INSTRUCTIONS FOR THE TASK:
Nothing in the records may change when you print them out again.

RECORDS FOR THIS TASK:
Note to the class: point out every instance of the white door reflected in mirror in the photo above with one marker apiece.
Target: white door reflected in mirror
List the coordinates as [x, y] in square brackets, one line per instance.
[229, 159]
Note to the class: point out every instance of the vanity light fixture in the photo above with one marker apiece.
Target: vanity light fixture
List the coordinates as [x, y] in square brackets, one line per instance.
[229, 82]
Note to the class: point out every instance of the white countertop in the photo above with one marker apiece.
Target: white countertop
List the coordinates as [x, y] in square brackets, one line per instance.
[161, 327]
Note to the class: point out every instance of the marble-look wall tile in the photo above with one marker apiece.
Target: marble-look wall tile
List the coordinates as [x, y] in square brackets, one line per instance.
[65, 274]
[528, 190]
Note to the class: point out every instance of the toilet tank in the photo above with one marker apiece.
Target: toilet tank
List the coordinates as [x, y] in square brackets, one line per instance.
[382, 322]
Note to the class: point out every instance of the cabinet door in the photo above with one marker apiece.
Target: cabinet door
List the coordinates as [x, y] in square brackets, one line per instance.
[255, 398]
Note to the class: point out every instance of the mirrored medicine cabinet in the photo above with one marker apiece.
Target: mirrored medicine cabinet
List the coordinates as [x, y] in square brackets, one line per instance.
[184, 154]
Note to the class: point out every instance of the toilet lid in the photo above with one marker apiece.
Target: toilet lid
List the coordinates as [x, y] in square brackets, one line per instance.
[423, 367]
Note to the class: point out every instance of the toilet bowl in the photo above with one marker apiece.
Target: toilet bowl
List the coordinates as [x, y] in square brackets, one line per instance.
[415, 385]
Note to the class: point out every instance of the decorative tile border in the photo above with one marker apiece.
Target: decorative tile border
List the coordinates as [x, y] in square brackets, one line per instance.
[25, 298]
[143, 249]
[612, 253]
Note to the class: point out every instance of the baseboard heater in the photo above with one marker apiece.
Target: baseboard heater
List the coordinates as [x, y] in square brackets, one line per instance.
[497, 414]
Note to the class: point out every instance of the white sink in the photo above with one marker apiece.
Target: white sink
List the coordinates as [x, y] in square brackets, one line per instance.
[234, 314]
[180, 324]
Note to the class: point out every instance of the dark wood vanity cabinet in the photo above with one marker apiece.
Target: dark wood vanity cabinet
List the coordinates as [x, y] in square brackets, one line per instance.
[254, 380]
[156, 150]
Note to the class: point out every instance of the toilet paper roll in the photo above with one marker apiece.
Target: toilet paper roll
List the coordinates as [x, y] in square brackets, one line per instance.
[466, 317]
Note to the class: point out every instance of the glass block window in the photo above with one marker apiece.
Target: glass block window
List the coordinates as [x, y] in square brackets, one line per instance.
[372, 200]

SOLUTION FOR THIS TASK:
Note to the class: point out every instance of the white door reflected in mirror in the photo above with one marker apiece.
Target: white door reflected in mirror
List the coordinates as [x, y] in square brackets, one line per instance.
[229, 159]
Note to the class: point out every instance of the vanity light fixture in the photo above with one marker apiece.
Target: vanity light fixture
List the coordinates as [x, y] in square brackets, one line per instance.
[229, 82]
Note to the class: point out every instance of the white countertop in the photo above with one marker apiece.
Target: white countertop
List the coordinates as [x, y] in square brackets, one line per instance.
[161, 327]
Note to the class: point out every instance of the marble-look wall tile in the photo above with one marker apiece.
Target: marble-look wall tile
List the coordinates as [x, y] in square brackets, one line per instance.
[65, 274]
[528, 190]
Note to the class: point out every instance of the toilet tank in the photo above with one marker apiece.
Target: toilet tank
List the coordinates as [x, y] in square brackets, one line per instance.
[382, 322]
Note to the class: point out every instance of the cabinet door in the photo above with one marker apiece.
Target: cabinet door
List the coordinates as [x, y] in square brackets, one line per instance.
[255, 398]
Note to the class: point out every instance of the mirrored medicine cabinet in the photo above with one marker apiece.
Target: mirrored medicine cabinet
List the coordinates as [x, y] in square brackets, one line per instance.
[184, 154]
Note to the class: point out every instance of the toilet lid in the photo above with one marker apiece.
Target: toilet lid
List the coordinates as [x, y] in square brackets, one line per instance.
[423, 367]
Note to the class: point out every instance of the toilet bowl in the photo above with one marker apiece.
Target: toilet bowl
List the coordinates as [x, y] in square brackets, one line per instance.
[415, 385]
Note to the class: point out every instance of the decorative tile border in the photo above with one marker apiece.
Target: decorative tile border
List the coordinates as [x, y] in square brackets, one line per instance.
[25, 298]
[143, 249]
[612, 253]
Note to the class: point out every instance of the baseboard heater in the photo above with one marker apiece.
Target: baseboard heater
List the coordinates as [x, y] in square brackets, one line per instance.
[497, 414]
Note to the class: point out every instance of the white sink in the photo above with one marker apiece.
Target: white sink
List the coordinates as [x, y] in square brackets, one line per instance.
[234, 314]
[180, 324]
Note to the class: point out every instance of the dark wood vanity cabinet in the photo above with one marker apiece.
Target: dark wood vanity cabinet
List the coordinates as [x, y] in square brackets, one line per instance.
[254, 380]
[156, 150]
Note to the class: point out every instance of the toilet paper roll in the photo above with one marker apiece.
Target: toilet paper roll
List the coordinates as [x, y] in square brackets, one line per instance.
[466, 317]
Note to the class: point out every instance of the glass block window in the photo above with one marker apiece.
Target: glass block window
List the coordinates as [x, y] in square brackets, one line per instance.
[372, 200]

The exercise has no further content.